Right at the beginning of the talk she mentions that there is a wisdom path that can lead to purifications of the 5 negative mental factors by virtue of the 5 virtuous factors in insight meditaion. The breath meditation beginners do is opening into very advanced practice of insight that as Ayya says purifies the negative mental factors and leads to enlightenment.
For this reason you don't have to do metta, you can just do your breath. However you can also not do the breath and just do metta as Ayya says there is a compassion path that also purifies the negative mental factors. And metta practice would be opening out into that space.
I say opening out because we never get a moment to grasp to and say that is it. As soon as we say that the dead hand of mara comes and deadens that moment because we cannot grasp to any impermanent fleeting experience and rely on that. We always have to open.
The 12 Step program is a practise.
Steps 1 to 9 are about certain mental positions relating to our addiction/alcoholism and clearing away the wreckage of our past (which as addicts/alkies we tend to have a lot of), so that we can live more comfortably in the present, without dragging all that baggage from our previous destructive lifestyles around with us.
Then:
Step 10. Continued to take personal inventory and when we were wrong promptly admitted it.
This is basically being mindful.
Step 11. Sought through prayer and meditation to improve our conscious contact with God as we understood Him, praying only for knowledge of His will for us and the power to carry that out.
Prayer and meditation; subtract the 'Magic Man'; insert Buddha Nature (or delete all together). This can also be the 'wisdom' side of Boddichita.

SUPPLIED INFORMATION
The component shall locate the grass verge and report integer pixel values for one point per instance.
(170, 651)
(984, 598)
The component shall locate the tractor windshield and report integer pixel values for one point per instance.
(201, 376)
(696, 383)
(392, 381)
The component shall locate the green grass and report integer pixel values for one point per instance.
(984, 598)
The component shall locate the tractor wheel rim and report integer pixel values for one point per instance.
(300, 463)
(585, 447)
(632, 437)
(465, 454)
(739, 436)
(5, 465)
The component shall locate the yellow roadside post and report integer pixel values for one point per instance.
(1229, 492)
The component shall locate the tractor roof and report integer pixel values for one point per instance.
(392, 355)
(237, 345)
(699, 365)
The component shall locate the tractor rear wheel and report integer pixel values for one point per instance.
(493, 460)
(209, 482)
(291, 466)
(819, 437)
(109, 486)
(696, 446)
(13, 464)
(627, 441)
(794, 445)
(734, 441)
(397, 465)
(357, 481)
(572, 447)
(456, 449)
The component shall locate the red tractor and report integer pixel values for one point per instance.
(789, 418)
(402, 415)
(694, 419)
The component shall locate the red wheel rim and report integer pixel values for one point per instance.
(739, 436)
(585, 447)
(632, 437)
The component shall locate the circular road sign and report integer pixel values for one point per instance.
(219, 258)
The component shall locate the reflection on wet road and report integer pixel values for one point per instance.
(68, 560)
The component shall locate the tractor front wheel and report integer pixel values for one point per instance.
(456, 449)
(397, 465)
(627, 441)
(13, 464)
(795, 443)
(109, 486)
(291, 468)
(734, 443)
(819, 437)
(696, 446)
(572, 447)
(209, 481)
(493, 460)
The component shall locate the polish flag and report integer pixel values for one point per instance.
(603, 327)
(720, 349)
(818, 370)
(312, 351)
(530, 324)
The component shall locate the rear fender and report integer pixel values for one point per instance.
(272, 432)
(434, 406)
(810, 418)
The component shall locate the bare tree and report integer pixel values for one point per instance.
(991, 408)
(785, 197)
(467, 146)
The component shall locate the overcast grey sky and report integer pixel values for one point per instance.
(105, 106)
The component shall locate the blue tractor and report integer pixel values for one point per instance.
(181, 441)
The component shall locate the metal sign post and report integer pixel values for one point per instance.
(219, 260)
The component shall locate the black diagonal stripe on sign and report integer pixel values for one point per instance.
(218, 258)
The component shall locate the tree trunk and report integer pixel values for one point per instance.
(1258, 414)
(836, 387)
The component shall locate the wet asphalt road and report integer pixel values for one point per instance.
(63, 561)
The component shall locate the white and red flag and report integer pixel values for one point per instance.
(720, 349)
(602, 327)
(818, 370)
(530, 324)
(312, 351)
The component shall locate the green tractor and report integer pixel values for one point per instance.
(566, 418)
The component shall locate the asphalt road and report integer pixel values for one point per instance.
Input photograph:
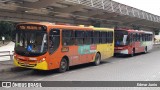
(142, 67)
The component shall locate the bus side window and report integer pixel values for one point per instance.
(103, 37)
(68, 37)
(110, 37)
(88, 37)
(54, 40)
(79, 36)
(96, 37)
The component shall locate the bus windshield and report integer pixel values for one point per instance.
(121, 38)
(31, 43)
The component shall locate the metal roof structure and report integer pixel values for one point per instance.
(106, 12)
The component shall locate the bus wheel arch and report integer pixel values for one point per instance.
(97, 59)
(64, 64)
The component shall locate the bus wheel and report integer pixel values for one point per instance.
(145, 50)
(63, 65)
(97, 59)
(133, 53)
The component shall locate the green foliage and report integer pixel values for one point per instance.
(6, 29)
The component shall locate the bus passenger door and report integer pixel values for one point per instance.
(54, 51)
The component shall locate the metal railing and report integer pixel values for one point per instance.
(112, 6)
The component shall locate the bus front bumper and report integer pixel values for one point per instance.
(122, 51)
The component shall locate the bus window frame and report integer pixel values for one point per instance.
(49, 40)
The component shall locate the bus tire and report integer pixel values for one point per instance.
(145, 50)
(97, 59)
(63, 65)
(132, 53)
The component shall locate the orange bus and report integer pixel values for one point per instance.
(47, 46)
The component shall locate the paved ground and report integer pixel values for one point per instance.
(142, 67)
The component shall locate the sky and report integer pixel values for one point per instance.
(151, 6)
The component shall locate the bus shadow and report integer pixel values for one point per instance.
(128, 56)
(72, 68)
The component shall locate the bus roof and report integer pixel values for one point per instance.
(138, 31)
(63, 26)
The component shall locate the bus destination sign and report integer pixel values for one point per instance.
(29, 27)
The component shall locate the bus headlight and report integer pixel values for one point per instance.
(43, 59)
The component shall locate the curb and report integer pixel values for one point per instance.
(14, 68)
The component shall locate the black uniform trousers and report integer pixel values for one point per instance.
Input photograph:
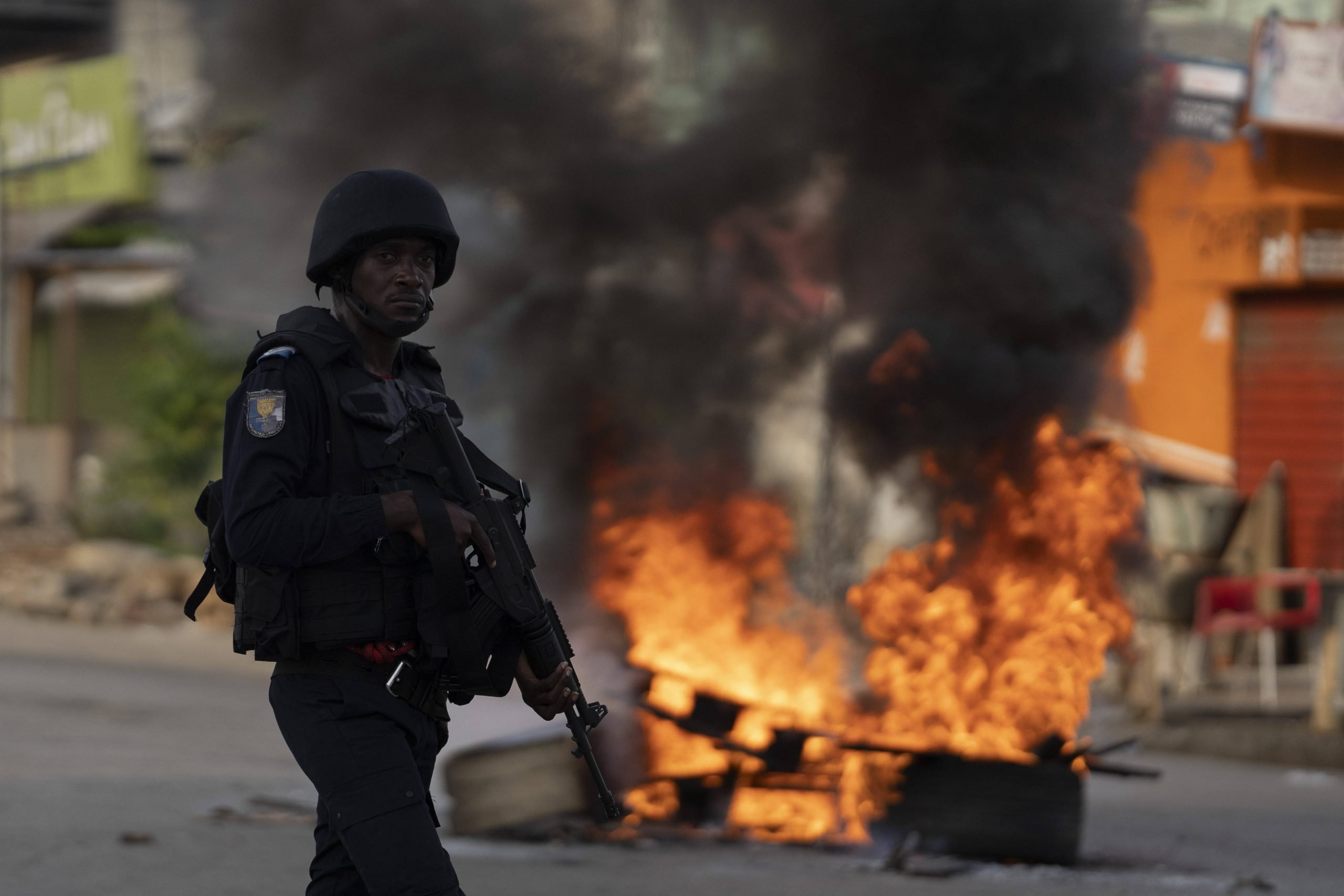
(371, 757)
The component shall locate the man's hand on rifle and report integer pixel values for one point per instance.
(402, 516)
(546, 696)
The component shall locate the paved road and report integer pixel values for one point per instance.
(123, 745)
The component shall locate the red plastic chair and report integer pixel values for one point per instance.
(1227, 604)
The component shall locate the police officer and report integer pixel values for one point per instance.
(324, 532)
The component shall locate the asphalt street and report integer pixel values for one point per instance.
(147, 763)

TASK STATEMENT
In the reading on meditation and the 12 Steps, copy the stretch from "The 12 Step" through "carry that out.", swapping "mindful" for "attentive". The data that comes after the reading text is separate material.

RESPONSE TO THE EXERCISE
The 12 Step program is a practise.
Steps 1 to 9 are about certain mental positions relating to our addiction/alcoholism and clearing away the wreckage of our past (which as addicts/alkies we tend to have a lot of), so that we can live more comfortably in the present, without dragging all that baggage from our previous destructive lifestyles around with us.
Then:
Step 10. Continued to take personal inventory and when we were wrong promptly admitted it.
This is basically being attentive.
Step 11. Sought through prayer and meditation to improve our conscious contact with God as we understood Him, praying only for knowledge of His will for us and the power to carry that out.